Lord Hailsham

THIS PIECE WAS written in May 1985, when there was some speculation that Lord Hailsham should be replaced as Lord Chancellor by a younger man. Happily he survived this minor storm and was only replaced after the Election in June 1987. Happily, since then he has has also remarried.

‘Forgive me if I don’t get up,’ said Lord Hailsham. ‘My leaping days are over.’ Not so Spotty, his Jack Russell puppy, who, totally unawed by his master’s splendid office in the House of Lords, leapt all over the desk, scattering papers, bulldog clips and white quill pens.

‘I am no good at training dogs,’ said Lord Hailsham. ‘My spaniel, Mr Jones, always sang with excitement when I took him shooting and never passed his O levels retrieving. Sit, Spotty.’

Spotty took no notice.

‘Only Maggie can control him,’ sighed the Lord Chancellor. ‘A word from her, a steely look, and Spotty capitulates: he recognises the ultimate authority.’ Envisaging a thrilling new Barbara Woodhouse career for Mrs Thatcher, I said I didn’t know she liked dogs.

‘No, no, Maggie my driver. The PM is always Margaret.’

His eyes creased with laughter. He is a huge tease.

The round face, full of wisdom and kindness, has a beaky nose, pixie ears, and rather wild wrinkles on his forehead, as though the wind had blown them askew. Like a garden gnome rigged out for town, he wore striped trousers and a black coat, softened by a scarlet handkerchief and a scattering of dog hairs. Nearly seventy-eight, his mind is as needle-sharp as Spotty’s teeth.

### PROBLEMS TO WORK ON
(a) In the piece on Lord Hailsham, what is the name of his spaniel?
(b) Can you echo the piece on Lord Hailsham starting at "THIS PIECE WAS" and ending at "has also remarried."?
(c) How might the piece on Lord Hailsham go on from its final sentence? Write what follows.

### Collected data entries
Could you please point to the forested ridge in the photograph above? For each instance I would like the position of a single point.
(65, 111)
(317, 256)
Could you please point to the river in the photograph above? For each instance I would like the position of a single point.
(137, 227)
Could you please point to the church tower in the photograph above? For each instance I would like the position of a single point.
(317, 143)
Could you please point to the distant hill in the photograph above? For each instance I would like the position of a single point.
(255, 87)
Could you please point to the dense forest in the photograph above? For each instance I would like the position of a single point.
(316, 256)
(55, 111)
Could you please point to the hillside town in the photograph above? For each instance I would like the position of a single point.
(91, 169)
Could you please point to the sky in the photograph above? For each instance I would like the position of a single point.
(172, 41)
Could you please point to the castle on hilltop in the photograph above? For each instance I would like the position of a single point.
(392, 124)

* * *

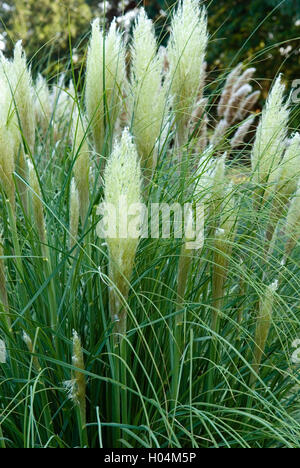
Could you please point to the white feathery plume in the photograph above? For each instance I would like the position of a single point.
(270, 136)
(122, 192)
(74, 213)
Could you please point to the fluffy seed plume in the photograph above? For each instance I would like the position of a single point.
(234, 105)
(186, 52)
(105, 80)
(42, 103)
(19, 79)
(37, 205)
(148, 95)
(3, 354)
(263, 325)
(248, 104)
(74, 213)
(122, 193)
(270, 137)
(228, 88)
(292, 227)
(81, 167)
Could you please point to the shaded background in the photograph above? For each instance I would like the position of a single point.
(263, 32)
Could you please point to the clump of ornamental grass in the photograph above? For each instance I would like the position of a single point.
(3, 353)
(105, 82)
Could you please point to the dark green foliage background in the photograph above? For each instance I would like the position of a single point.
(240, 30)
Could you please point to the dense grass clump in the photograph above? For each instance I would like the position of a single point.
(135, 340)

### ANSWERS TO THE EXERCISE
(a) Mr Jones

(b)
THIS PIECE WAS written in May 1985, when there was some speculation that Lord Hailsham should be replaced as Lord Chancellor by a younger man. Happily he survived this minor storm and was only replaced after the Election in June 1987. Happily, since then he has has also remarried.

(c)
As Lord Chancellor heading a ten-thousand strong department, he runs the courts, appoints judges, and has instigated many reforms in civil law. As a senior minister, he also provides one of the few voices of distinction and scholarship in the cabinet. Mrs Thatcher not only finds his waspish humour invaluable for pricking the bubbles of her more pompous colleagues, but is also reassured by his wealth of experience.

He is unshocked, for example, by the increased thuggery in the House, Mr Kinnock calling Mrs T a twister, David Owen being howled down by Labour yobbos.

‘Politics was far rougher before World War One. Feeling ran much higher. Asquith was repeatedly howled down, and I remember my uncle telling me how Ronnie Macneil, who later became Lord Cushendon, hurled Erskine May across the House.’

‘Who was he?’

‘He was a very large book,’ said Lord Hailsham kindly.

The pedagogic precision is always tempered by dramatic pauses and great wheezes of laughter like a huge bellows.

Quintin Hailsham was born into an intensely political and legal family. His beautiful American mother was a judge’s daughter. His brilliant lawyer father went straight on to the front bench, as Bonar Law’s attorney general, became Lord Chancellor and was strongly tipped as a future leader.

Little Quintin’s now famous qualities of unassailable loyalty and eruptive temper had established themselves by the age of two when his nanny was sacked for hitting him.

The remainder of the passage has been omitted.